| EXERCISE |
Below are the records. Transcribe them exactly.

| EXERCISE DATA |
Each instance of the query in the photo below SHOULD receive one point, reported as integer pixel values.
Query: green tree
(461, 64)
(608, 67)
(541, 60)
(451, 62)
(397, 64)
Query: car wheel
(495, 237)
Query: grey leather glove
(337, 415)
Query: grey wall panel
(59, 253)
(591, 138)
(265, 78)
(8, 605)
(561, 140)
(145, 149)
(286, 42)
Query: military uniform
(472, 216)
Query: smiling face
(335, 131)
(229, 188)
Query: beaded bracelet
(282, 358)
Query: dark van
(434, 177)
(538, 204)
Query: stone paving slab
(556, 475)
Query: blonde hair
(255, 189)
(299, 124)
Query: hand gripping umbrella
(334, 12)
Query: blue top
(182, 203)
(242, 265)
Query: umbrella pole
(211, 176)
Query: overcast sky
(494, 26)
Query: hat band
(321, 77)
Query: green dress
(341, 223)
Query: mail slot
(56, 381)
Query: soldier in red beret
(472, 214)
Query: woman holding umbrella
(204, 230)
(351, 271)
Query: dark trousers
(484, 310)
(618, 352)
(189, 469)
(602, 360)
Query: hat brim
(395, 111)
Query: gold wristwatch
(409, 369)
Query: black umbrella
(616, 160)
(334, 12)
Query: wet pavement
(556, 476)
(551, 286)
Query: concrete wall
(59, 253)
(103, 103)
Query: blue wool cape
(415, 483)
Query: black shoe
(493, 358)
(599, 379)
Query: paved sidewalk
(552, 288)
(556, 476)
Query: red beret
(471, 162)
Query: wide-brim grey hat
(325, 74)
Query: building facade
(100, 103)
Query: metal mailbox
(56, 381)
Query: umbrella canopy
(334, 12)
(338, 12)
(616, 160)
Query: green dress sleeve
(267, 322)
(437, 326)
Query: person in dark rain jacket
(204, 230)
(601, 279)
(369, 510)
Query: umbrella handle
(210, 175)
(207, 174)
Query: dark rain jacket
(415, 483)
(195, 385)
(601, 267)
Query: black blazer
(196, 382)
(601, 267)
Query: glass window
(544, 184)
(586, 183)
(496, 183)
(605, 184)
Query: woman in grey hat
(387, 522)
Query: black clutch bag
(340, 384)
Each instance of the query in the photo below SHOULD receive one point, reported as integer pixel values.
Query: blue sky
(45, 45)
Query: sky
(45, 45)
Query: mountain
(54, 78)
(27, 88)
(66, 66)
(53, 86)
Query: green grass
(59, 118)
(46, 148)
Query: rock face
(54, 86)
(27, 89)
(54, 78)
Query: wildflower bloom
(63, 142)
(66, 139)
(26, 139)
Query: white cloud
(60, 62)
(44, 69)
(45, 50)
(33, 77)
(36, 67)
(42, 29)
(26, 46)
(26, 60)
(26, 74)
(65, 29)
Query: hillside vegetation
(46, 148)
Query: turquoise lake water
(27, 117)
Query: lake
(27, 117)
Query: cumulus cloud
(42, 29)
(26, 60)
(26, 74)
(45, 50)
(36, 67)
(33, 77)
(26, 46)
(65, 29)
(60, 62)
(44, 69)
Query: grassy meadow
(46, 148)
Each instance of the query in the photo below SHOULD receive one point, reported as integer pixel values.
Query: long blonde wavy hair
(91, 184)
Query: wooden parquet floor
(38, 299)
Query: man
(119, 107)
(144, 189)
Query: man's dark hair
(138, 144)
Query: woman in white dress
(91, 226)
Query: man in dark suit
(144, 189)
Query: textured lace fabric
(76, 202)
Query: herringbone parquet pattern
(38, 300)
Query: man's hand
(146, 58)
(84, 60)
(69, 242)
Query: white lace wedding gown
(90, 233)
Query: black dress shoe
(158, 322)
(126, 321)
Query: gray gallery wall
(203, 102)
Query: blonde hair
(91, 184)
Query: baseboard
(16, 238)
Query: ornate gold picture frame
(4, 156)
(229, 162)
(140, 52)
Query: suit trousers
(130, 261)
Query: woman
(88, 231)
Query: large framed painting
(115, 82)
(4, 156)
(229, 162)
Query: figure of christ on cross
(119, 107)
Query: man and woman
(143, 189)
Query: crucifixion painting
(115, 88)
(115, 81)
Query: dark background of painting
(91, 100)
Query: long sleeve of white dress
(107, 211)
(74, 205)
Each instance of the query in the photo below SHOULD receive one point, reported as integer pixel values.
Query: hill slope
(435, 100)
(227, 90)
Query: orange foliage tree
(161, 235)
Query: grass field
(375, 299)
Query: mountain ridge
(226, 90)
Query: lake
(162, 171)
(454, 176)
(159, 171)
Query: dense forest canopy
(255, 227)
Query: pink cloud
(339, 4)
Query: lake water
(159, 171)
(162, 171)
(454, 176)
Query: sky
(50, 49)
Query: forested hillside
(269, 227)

| TASK ANSWER |
Each instance of the query in the photo below SHOULD receive one point, reported as integer pixel values.
Query: green tree
(461, 64)
(608, 67)
(541, 60)
(451, 62)
(397, 64)
Query: car wheel
(495, 237)
Query: grey leather glove
(337, 415)
Query: grey wall panel
(59, 253)
(591, 138)
(265, 78)
(8, 605)
(561, 140)
(145, 149)
(286, 42)
Query: military uniform
(472, 216)
Query: smiling face
(335, 131)
(229, 188)
Query: beaded bracelet
(282, 358)
Query: dark van
(434, 177)
(538, 204)
Query: stone paving slab
(556, 475)
Query: blonde hair
(255, 189)
(299, 124)
Query: hand gripping umbrella
(334, 12)
Query: blue top
(182, 203)
(242, 265)
Query: umbrella pole
(211, 176)
Query: overcast sky
(494, 26)
Query: hat band
(321, 77)
Query: green dress
(341, 223)
Query: mail slot
(56, 381)
Query: soldier in red beret
(472, 214)
Query: woman holding umbrella
(204, 230)
(351, 271)
Query: dark trousers
(484, 310)
(618, 352)
(189, 469)
(602, 360)
Query: hat brim
(395, 111)
Query: gold wristwatch
(409, 369)
Query: black umbrella
(616, 160)
(334, 12)
Query: wet pavement
(556, 476)
(551, 286)
Query: concrete wall
(59, 253)
(103, 103)
Query: blue wool cape
(415, 483)
Query: black shoe
(493, 358)
(599, 379)
Query: paved sidewalk
(552, 288)
(556, 476)
Query: red beret
(471, 162)
Query: wide-brim grey hat
(325, 74)
Query: building facade
(100, 103)
Query: metal mailbox
(56, 381)
Query: umbrella canopy
(334, 12)
(338, 12)
(616, 160)
Query: green dress sleeve
(267, 322)
(437, 326)
Query: person in dark rain jacket
(204, 230)
(601, 279)
(369, 510)
Query: umbrella handle
(210, 175)
(207, 174)
Query: dark rain jacket
(415, 483)
(195, 385)
(601, 267)
Query: black blazer
(196, 382)
(601, 267)
Query: glass window
(544, 184)
(586, 183)
(496, 183)
(605, 184)
Query: woman in grey hat
(387, 522)
Query: black clutch bag
(340, 384)
Each instance of the query in the photo below SHOULD receive one point, reported as integer pixel values.
Query: blue sky
(45, 45)
Query: sky
(45, 45)
Query: mountain
(54, 78)
(27, 88)
(66, 66)
(53, 86)
Query: green grass
(59, 118)
(46, 148)
Query: rock face
(54, 86)
(27, 89)
(54, 78)
Query: wildflower bloom
(63, 142)
(66, 139)
(26, 139)
Query: white cloud
(60, 62)
(44, 69)
(45, 50)
(33, 77)
(36, 67)
(42, 29)
(26, 46)
(26, 60)
(26, 74)
(65, 29)
Query: hillside vegetation
(46, 148)
Query: turquoise lake water
(27, 117)
Query: lake
(27, 117)
Query: cumulus cloud
(42, 29)
(26, 60)
(26, 74)
(45, 50)
(36, 67)
(33, 77)
(26, 46)
(65, 29)
(60, 62)
(44, 69)
Query: grassy meadow
(46, 148)
Each instance of the query in the photo below SHOULD receive one point, reported as integer pixel values.
Query: long blonde wavy hair
(91, 184)
Query: wooden parquet floor
(38, 299)
Query: man
(119, 107)
(144, 189)
Query: man's dark hair
(138, 144)
Query: woman in white dress
(91, 226)
Query: man in dark suit
(144, 189)
Query: textured lace fabric
(76, 202)
Query: herringbone parquet pattern
(38, 300)
Query: man's hand
(146, 58)
(84, 60)
(69, 242)
Query: white lace wedding gown
(90, 233)
Query: black dress shoe
(158, 322)
(126, 321)
Query: gray gallery wall
(203, 102)
Query: blonde hair
(91, 184)
Query: baseboard
(16, 238)
Query: ornate gold picture frame
(4, 156)
(229, 162)
(140, 52)
Query: suit trousers
(130, 261)
Query: woman
(88, 231)
Query: large framed painting
(115, 82)
(4, 156)
(229, 162)
Query: figure of christ on cross
(119, 107)
Query: man and woman
(143, 189)
Query: crucifixion painting
(115, 88)
(115, 81)
Query: dark background of painting
(91, 100)
Query: long sleeve of white dress
(107, 211)
(74, 205)
Each instance of the query in the photo below SHOULD receive one point, reported as integer pixel values.
Query: hill slope
(435, 100)
(227, 90)
Query: orange foliage tree
(161, 235)
Query: grass field
(375, 299)
Query: mountain ridge
(226, 90)
Query: lake
(162, 171)
(454, 176)
(159, 171)
Query: dense forest canopy
(255, 227)
Query: pink cloud
(339, 4)
Query: lake water
(159, 171)
(162, 171)
(454, 176)
Query: sky
(50, 49)
Query: forested hillside
(269, 227)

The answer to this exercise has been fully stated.